## [CHALLENGE]
Could you set down, word for word, the stretch of the records below from the line containing "If you could pick out the golden" through the end of the records?

## [MATERIAL FOR THE TASK]
★ ★ ★ ★ ★

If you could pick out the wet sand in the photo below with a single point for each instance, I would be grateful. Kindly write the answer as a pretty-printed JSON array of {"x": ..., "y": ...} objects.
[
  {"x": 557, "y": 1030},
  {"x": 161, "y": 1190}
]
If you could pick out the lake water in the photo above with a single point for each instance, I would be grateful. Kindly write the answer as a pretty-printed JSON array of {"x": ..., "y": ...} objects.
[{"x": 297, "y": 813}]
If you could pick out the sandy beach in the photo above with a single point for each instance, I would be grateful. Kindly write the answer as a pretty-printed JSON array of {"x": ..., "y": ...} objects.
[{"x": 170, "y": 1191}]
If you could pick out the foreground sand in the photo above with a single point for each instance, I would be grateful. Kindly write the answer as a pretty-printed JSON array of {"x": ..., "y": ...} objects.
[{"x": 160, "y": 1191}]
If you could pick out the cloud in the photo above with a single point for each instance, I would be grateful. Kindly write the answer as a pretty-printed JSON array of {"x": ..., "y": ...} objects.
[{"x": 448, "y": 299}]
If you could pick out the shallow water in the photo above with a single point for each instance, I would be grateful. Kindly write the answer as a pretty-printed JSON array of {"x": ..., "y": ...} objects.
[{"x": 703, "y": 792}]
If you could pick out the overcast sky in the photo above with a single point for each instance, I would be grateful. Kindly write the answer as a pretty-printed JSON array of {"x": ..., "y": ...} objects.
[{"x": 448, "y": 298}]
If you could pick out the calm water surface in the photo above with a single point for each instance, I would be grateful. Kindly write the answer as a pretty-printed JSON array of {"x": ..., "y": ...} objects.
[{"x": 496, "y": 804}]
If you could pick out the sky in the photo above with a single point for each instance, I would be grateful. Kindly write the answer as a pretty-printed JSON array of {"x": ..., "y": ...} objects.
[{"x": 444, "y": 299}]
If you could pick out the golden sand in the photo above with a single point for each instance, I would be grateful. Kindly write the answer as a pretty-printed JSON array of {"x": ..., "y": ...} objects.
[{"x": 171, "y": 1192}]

★ ★ ★ ★ ★

## [OUTPUT BELOW]
If you could pick out the golden sand in the photo above with a single point for each instance, I would be grateful. Kindly write the answer as a pretty-printed JSON array of {"x": ..., "y": ...} objects.
[{"x": 171, "y": 1192}]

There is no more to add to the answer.